Count the lines in the material below that contain the string "target", and state only that number.
* start Material provided *
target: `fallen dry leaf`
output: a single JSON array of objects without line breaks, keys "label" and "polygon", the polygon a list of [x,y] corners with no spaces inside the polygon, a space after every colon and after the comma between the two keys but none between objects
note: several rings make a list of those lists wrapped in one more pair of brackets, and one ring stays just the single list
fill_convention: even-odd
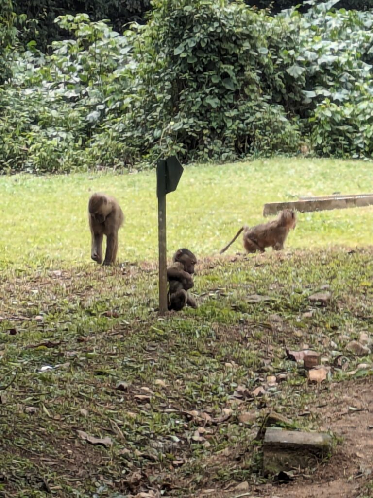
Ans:
[{"label": "fallen dry leaf", "polygon": [[128,384],[126,382],[123,382],[123,380],[119,380],[116,383],[115,389],[118,391],[128,391]]},{"label": "fallen dry leaf", "polygon": [[285,348],[285,352],[286,354],[287,360],[291,360],[293,362],[299,363],[304,361],[306,357],[317,357],[320,356],[318,353],[316,351],[312,351],[310,349],[303,349],[300,351],[293,351],[287,348]]},{"label": "fallen dry leaf", "polygon": [[141,403],[146,403],[150,401],[150,396],[146,394],[135,394],[133,396],[134,399]]},{"label": "fallen dry leaf", "polygon": [[323,380],[326,380],[328,377],[329,370],[324,367],[319,369],[312,369],[307,372],[307,376],[310,382],[316,382],[320,383]]},{"label": "fallen dry leaf", "polygon": [[156,385],[160,385],[161,387],[167,387],[167,384],[166,383],[164,380],[162,380],[160,378],[156,378],[154,381],[154,383]]},{"label": "fallen dry leaf", "polygon": [[263,385],[260,385],[259,387],[256,387],[253,391],[253,396],[255,396],[256,398],[258,397],[258,396],[263,396],[263,394],[265,394],[266,389]]},{"label": "fallen dry leaf", "polygon": [[238,421],[242,424],[253,424],[256,419],[255,414],[250,411],[243,411],[238,415]]},{"label": "fallen dry leaf", "polygon": [[83,441],[86,441],[91,444],[98,445],[101,446],[104,446],[107,448],[108,446],[111,446],[113,444],[110,438],[106,436],[104,438],[94,437],[94,436],[90,436],[84,431],[77,431],[78,435]]},{"label": "fallen dry leaf", "polygon": [[39,410],[36,406],[26,406],[24,409],[26,413],[36,413]]}]

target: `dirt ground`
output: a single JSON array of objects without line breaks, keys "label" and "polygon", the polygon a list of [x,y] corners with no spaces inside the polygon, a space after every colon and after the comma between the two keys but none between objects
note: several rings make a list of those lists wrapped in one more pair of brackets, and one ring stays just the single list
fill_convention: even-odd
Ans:
[{"label": "dirt ground", "polygon": [[[330,386],[329,399],[321,408],[321,430],[340,438],[331,459],[311,476],[286,484],[235,486],[216,494],[206,490],[198,498],[357,498],[373,496],[367,484],[373,479],[373,382],[365,379]],[[241,491],[240,491],[241,490]],[[371,494],[370,494],[370,493]]]}]

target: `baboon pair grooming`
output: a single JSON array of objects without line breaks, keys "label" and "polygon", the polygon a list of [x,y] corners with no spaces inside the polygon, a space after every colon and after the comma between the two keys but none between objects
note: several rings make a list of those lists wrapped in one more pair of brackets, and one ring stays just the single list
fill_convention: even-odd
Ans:
[{"label": "baboon pair grooming", "polygon": [[[88,216],[92,236],[91,258],[102,263],[102,240],[105,235],[106,250],[103,264],[114,263],[118,250],[118,231],[124,220],[120,206],[113,197],[96,193],[90,198]],[[168,309],[180,311],[186,304],[197,308],[195,300],[188,292],[194,285],[191,275],[197,262],[195,256],[188,249],[179,249],[173,260],[173,264],[167,269]]]},{"label": "baboon pair grooming", "polygon": [[[95,193],[90,198],[88,217],[92,237],[91,258],[99,264],[102,262],[102,241],[105,235],[103,264],[114,263],[118,250],[118,231],[124,220],[120,206],[113,197]],[[169,310],[179,311],[186,304],[197,307],[195,300],[188,292],[194,285],[191,275],[196,263],[195,256],[188,249],[179,249],[174,255],[173,264],[167,269]]]},{"label": "baboon pair grooming", "polygon": [[[284,209],[279,213],[277,219],[256,225],[252,228],[243,227],[220,252],[224,252],[239,235],[244,232],[244,247],[248,252],[264,252],[266,247],[272,246],[276,250],[283,249],[283,244],[291,229],[295,227],[296,217],[293,211]],[[174,263],[167,269],[169,282],[168,306],[169,310],[179,311],[186,304],[197,307],[194,298],[188,290],[193,287],[191,275],[196,263],[195,256],[187,249],[179,249],[174,255]]]},{"label": "baboon pair grooming", "polygon": [[[106,236],[106,249],[104,265],[115,262],[118,250],[118,231],[123,224],[124,216],[117,201],[104,194],[94,193],[88,204],[90,228],[92,237],[91,258],[102,262],[102,241]],[[257,225],[252,228],[243,227],[220,253],[224,252],[244,232],[244,246],[248,252],[264,252],[270,246],[276,250],[283,249],[283,243],[291,229],[295,226],[295,213],[285,209],[279,213],[277,220]],[[179,311],[186,305],[197,308],[197,303],[188,292],[193,286],[192,275],[196,258],[188,249],[179,249],[174,255],[173,264],[167,269],[169,310]]]}]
* end Material provided *
▶ **Solution for this problem**
3